*Exercise*
Exact copies of all the entries below are expected in the answer.

-------- Record set

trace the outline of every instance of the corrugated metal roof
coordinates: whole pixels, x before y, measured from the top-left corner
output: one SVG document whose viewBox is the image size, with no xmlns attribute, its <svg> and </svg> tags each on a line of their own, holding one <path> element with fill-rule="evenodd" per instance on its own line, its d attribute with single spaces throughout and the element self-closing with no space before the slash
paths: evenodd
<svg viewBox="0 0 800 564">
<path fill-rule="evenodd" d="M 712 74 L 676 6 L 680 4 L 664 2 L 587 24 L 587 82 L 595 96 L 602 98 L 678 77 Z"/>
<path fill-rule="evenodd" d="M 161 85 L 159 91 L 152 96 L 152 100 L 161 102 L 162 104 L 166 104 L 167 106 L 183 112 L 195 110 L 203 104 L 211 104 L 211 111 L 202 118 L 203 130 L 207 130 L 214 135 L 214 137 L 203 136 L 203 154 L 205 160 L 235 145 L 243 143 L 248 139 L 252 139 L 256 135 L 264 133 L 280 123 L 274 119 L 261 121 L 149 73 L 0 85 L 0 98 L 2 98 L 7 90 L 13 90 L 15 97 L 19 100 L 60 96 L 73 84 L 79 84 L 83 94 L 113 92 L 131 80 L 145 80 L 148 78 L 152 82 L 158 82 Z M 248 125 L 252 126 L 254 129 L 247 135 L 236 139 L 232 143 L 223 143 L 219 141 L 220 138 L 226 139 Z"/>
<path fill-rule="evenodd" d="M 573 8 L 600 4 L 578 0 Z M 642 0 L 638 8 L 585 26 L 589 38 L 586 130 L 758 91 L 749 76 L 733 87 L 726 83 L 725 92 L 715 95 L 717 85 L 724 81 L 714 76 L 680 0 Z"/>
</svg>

----------------

*Expected answer*
trace the outline of every instance of the corrugated metal roof
coordinates: whole pixels, x before y, measured from the top-left corner
output: one SVG document whose viewBox is the image size, with no xmlns attribute, its <svg> and </svg> tags each on a line of their own, holding one <path> element with fill-rule="evenodd" per instance on its own line, its d attribute with single spaces throughout and the element self-closing with no space before the slash
paths: evenodd
<svg viewBox="0 0 800 564">
<path fill-rule="evenodd" d="M 712 74 L 676 6 L 680 4 L 664 2 L 587 24 L 587 82 L 595 96 L 602 98 L 678 77 Z"/>
<path fill-rule="evenodd" d="M 161 85 L 159 91 L 152 96 L 152 100 L 161 102 L 162 104 L 166 104 L 167 106 L 183 112 L 195 110 L 203 104 L 211 104 L 211 111 L 202 118 L 203 130 L 207 130 L 214 135 L 214 137 L 203 136 L 203 154 L 205 160 L 235 145 L 243 143 L 248 139 L 252 139 L 256 135 L 264 133 L 280 123 L 274 119 L 261 121 L 149 73 L 0 85 L 0 98 L 2 98 L 7 90 L 13 90 L 15 97 L 19 100 L 60 96 L 73 84 L 79 84 L 83 94 L 113 92 L 131 80 L 145 80 L 148 78 L 152 82 L 158 82 Z M 248 125 L 252 126 L 254 129 L 247 135 L 236 139 L 232 143 L 223 143 L 219 141 L 220 138 L 226 139 Z"/>
<path fill-rule="evenodd" d="M 573 8 L 600 4 L 578 0 Z M 642 0 L 638 8 L 585 26 L 589 38 L 586 130 L 758 91 L 749 76 L 733 87 L 726 83 L 725 92 L 715 95 L 717 85 L 724 81 L 714 76 L 680 0 Z"/>
</svg>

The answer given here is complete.